Problem statement:
Your task is to copy all of the entries exactly as they are given.

Source records
• • • • •
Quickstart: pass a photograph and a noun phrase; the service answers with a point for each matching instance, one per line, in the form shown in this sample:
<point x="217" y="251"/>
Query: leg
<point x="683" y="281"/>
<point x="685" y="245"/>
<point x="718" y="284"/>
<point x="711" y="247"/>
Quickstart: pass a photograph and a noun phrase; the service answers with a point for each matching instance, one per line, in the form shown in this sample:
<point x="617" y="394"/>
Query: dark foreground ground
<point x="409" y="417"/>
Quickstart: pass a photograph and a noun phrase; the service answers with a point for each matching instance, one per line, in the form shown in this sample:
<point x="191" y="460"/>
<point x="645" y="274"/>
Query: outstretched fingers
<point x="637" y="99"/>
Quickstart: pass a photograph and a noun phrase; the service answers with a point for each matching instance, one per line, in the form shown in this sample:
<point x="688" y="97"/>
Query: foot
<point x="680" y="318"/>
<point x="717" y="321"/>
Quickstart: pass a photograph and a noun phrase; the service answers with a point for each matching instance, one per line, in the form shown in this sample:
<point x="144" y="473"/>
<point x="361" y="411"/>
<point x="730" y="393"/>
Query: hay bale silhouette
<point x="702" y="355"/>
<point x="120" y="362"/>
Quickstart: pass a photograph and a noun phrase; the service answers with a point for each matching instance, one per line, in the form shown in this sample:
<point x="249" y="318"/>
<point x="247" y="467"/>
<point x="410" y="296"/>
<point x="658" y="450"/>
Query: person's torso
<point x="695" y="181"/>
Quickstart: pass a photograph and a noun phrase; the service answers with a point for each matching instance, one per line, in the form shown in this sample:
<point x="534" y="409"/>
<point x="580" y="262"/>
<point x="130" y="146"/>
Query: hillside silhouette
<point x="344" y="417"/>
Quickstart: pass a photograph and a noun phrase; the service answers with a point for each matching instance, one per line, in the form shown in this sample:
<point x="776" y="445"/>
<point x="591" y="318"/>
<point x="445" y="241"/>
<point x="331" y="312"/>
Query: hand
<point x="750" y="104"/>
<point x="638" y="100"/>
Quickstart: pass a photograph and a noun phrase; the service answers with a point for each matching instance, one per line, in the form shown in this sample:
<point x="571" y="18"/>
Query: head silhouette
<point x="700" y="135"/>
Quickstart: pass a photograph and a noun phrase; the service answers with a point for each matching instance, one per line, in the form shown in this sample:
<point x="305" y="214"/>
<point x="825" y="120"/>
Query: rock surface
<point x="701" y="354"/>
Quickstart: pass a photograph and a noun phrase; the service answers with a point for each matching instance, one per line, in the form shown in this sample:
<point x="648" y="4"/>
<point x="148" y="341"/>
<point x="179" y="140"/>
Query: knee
• • • • •
Completed task:
Quickstart: pass a photograph and a noun phrase; the service answers with a point for each matching instance, one per line, in the form shown in this sample:
<point x="217" y="251"/>
Query: leg
<point x="683" y="281"/>
<point x="685" y="245"/>
<point x="718" y="284"/>
<point x="711" y="247"/>
Quickstart: pass a photograph and a noun phrase; the service answers with a point for each matching instance, one per line, in the form shown in this sample:
<point x="617" y="394"/>
Query: dark foreground ground
<point x="409" y="417"/>
Quickstart: pass a photograph and a noun phrase; the service answers with a point for each matching instance, one per line, in the form shown in this sample:
<point x="191" y="460"/>
<point x="645" y="274"/>
Query: outstretched fingers
<point x="637" y="99"/>
Quickstart: pass a photograph and a noun phrase; the service answers with a point for each matching instance, one per line, in the form shown in this sample:
<point x="688" y="97"/>
Query: foot
<point x="680" y="318"/>
<point x="717" y="321"/>
Quickstart: pass a photograph and a noun phrase; the service answers with a point for each matching instance, one per line, in the form shown in this sample:
<point x="144" y="473"/>
<point x="361" y="411"/>
<point x="730" y="393"/>
Query: hay bale silhouette
<point x="702" y="355"/>
<point x="120" y="362"/>
Quickstart: pass a photograph and a noun phrase; the service answers with a point for each matching instance, one per line, in the form shown in this sample:
<point x="249" y="318"/>
<point x="247" y="467"/>
<point x="410" y="296"/>
<point x="658" y="450"/>
Query: person's torso
<point x="695" y="181"/>
Quickstart: pass a photograph and a noun phrase; the service answers with a point for each matching instance, one per line, in the form shown in this sample:
<point x="534" y="409"/>
<point x="580" y="262"/>
<point x="130" y="146"/>
Query: hillside silhouette
<point x="344" y="417"/>
Quickstart: pass a photograph and a noun phrase; the service answers with a point for each matching instance, one per line, in the form shown in this sample:
<point x="776" y="445"/>
<point x="591" y="318"/>
<point x="445" y="241"/>
<point x="331" y="312"/>
Query: hand
<point x="750" y="104"/>
<point x="638" y="100"/>
Quickstart: pass a photograph and a noun phrase; the service answers with a point for each matching instance, one per line, in the form shown in this sample:
<point x="571" y="18"/>
Query: head silhouette
<point x="700" y="135"/>
Quickstart: pass a photograph and a noun phrase; the service answers with a point for each matching instance, one per line, in the form shown in this sample:
<point x="305" y="214"/>
<point x="825" y="120"/>
Query: rock surface
<point x="701" y="354"/>
Quickstart: pass a photograph and a noun phrase; the service answers with a point for each matching instance, one per line, in the form shown in this sample:
<point x="648" y="4"/>
<point x="148" y="341"/>
<point x="179" y="140"/>
Query: knee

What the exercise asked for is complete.